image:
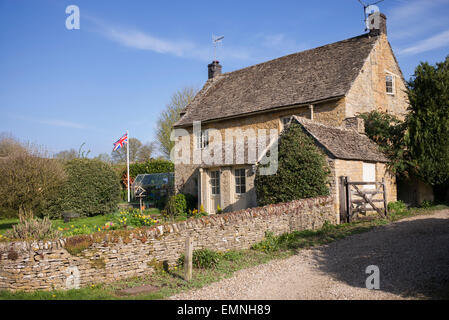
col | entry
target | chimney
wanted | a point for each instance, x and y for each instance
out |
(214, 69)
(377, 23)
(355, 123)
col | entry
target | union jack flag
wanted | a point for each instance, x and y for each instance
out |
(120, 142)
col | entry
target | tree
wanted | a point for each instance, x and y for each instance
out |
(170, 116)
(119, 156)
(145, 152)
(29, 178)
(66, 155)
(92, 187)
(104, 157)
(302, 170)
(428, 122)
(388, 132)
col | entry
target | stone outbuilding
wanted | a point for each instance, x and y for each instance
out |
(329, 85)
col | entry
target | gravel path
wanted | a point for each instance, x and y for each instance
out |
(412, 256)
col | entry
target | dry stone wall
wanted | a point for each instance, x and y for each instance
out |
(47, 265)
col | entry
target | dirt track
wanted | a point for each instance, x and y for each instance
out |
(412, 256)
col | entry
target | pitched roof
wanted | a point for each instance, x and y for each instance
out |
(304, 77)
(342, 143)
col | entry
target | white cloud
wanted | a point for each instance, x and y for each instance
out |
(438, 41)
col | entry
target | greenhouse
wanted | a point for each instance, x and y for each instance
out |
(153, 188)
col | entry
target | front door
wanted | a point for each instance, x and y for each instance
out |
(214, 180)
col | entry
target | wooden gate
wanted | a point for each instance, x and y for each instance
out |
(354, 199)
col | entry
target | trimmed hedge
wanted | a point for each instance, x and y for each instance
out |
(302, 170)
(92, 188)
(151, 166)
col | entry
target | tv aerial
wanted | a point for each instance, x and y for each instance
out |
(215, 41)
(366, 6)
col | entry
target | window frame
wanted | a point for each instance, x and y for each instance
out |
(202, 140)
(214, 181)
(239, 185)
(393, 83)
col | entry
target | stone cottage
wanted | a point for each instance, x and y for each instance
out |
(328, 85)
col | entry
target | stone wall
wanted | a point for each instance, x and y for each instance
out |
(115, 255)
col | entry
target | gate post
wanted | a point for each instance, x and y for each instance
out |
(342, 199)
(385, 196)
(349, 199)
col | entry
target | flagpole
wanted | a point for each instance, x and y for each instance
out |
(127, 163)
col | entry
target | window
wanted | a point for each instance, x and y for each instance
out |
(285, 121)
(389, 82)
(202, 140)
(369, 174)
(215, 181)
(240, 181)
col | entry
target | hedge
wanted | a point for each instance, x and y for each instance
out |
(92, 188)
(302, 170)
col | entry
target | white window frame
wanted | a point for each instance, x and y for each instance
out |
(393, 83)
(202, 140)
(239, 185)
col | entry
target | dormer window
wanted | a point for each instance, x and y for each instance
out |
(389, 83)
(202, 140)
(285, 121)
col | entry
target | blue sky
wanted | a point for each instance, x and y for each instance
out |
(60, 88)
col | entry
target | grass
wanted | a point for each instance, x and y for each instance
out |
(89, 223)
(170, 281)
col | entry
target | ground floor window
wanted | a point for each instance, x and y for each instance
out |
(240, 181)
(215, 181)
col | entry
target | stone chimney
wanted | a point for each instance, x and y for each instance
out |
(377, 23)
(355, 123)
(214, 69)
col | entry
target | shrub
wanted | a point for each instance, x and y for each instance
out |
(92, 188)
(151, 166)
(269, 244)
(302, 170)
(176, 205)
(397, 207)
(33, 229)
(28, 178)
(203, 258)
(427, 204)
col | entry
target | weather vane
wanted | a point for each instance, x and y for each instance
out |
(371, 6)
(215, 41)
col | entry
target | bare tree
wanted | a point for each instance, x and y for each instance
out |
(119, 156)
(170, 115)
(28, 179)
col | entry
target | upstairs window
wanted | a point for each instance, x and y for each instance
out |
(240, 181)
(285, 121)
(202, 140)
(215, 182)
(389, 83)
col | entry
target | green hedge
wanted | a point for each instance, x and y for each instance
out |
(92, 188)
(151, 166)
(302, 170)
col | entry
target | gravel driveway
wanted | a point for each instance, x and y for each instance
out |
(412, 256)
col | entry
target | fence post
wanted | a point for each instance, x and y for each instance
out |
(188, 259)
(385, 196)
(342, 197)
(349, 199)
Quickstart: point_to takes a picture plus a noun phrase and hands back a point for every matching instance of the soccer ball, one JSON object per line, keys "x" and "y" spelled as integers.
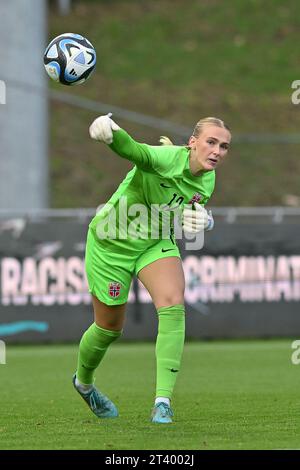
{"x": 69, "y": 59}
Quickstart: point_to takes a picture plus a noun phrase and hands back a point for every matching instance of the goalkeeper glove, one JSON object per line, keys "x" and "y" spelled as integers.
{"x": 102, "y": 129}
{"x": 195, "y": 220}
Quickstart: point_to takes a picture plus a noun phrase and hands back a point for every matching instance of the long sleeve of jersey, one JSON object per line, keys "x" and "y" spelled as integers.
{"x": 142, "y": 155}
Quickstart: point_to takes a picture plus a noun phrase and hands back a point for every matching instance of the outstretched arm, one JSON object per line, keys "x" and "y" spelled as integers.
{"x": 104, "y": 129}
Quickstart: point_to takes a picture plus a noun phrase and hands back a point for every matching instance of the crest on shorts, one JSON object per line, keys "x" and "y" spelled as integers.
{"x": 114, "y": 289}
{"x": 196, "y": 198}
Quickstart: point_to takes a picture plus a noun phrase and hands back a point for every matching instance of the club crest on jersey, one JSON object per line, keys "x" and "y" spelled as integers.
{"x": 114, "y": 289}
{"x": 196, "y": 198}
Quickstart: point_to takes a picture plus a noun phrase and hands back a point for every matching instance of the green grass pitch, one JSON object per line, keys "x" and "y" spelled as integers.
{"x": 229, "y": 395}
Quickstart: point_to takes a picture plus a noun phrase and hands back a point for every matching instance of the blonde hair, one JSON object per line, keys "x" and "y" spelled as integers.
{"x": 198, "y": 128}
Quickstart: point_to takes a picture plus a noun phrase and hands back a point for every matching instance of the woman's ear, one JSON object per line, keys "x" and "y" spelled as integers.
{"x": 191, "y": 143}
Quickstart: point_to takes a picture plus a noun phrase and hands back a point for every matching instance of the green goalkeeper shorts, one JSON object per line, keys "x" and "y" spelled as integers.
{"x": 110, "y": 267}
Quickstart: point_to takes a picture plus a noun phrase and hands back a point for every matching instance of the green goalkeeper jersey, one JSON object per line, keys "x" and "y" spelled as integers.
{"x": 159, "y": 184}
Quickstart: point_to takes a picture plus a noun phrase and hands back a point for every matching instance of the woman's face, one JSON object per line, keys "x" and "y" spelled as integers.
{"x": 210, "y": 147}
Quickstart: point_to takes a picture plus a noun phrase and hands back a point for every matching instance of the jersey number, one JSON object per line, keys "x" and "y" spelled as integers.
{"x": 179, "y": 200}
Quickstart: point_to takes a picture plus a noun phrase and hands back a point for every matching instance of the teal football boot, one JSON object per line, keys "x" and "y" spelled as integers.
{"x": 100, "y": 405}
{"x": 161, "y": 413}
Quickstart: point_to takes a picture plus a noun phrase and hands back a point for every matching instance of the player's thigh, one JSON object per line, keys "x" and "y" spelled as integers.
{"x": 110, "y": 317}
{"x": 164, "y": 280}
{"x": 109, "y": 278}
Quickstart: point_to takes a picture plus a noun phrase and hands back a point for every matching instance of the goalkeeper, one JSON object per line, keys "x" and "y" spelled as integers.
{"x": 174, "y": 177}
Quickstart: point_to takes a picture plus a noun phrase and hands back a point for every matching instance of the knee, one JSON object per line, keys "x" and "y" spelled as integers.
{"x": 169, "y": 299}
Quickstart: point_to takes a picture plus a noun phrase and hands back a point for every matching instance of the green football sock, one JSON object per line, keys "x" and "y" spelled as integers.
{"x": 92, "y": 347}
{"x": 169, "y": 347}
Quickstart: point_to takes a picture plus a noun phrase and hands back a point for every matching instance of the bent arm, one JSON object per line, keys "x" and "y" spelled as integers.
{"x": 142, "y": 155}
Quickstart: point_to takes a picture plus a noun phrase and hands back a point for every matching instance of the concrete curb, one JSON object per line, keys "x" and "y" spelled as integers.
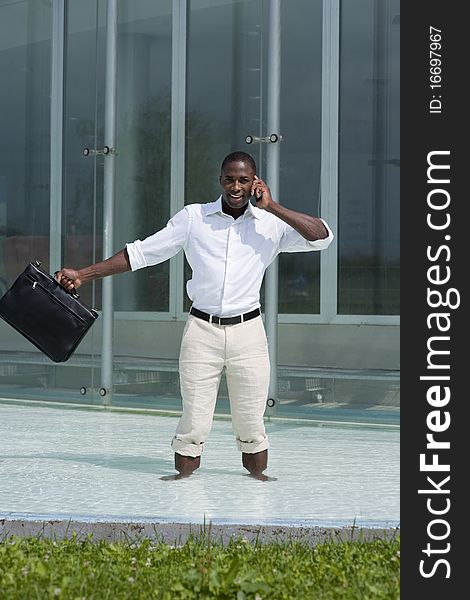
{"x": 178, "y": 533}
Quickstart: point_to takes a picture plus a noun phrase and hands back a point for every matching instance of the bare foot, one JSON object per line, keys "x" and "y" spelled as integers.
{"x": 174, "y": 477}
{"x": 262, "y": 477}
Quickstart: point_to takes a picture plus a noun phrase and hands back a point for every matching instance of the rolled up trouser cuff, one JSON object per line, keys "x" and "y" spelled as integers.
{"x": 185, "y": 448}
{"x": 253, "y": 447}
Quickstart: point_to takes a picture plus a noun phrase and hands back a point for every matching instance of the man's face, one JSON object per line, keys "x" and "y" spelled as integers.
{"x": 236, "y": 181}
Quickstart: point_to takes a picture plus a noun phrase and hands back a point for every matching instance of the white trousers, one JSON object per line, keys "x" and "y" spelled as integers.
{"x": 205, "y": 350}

________

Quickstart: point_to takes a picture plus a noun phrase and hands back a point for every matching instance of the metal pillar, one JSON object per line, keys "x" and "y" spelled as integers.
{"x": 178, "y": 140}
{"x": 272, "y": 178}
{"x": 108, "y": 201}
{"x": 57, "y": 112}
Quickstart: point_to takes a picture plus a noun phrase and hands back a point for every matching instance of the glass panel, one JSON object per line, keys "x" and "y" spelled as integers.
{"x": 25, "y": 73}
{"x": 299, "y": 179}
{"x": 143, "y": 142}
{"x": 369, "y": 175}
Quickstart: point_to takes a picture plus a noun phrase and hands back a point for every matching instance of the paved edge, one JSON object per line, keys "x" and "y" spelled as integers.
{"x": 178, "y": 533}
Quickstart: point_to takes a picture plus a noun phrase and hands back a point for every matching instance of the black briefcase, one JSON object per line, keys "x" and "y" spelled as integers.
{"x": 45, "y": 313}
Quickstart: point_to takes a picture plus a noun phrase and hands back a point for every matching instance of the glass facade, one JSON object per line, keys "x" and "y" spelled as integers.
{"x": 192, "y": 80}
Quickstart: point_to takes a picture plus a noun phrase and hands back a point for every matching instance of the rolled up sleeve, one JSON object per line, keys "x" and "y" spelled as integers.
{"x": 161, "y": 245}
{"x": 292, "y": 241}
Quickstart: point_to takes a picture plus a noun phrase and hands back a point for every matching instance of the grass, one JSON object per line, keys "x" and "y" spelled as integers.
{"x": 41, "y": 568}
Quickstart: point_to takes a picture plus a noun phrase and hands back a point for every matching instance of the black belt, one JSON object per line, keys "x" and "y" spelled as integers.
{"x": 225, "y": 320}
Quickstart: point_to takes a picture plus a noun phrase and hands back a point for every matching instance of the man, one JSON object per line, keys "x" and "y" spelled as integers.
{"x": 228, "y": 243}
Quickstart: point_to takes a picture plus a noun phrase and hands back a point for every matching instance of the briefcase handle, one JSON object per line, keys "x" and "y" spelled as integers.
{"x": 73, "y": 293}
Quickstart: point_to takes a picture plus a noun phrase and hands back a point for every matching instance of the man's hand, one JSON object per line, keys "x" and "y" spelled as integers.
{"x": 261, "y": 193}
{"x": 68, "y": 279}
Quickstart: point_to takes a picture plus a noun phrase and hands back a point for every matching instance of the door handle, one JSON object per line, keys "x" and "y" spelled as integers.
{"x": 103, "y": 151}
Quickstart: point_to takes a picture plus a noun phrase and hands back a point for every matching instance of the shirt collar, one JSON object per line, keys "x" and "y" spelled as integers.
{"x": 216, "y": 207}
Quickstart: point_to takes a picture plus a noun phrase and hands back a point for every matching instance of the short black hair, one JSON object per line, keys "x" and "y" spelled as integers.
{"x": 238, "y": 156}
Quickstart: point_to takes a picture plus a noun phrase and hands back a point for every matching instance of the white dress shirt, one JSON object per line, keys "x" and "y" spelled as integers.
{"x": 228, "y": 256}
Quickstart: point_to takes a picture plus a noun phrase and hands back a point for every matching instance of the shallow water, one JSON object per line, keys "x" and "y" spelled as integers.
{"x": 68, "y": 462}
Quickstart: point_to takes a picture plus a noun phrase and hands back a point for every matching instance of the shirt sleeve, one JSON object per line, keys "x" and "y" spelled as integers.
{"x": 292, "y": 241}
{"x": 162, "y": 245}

________

What lines in the material above hold the string "wall"? List them.

target | dry stone wall
target | stone wall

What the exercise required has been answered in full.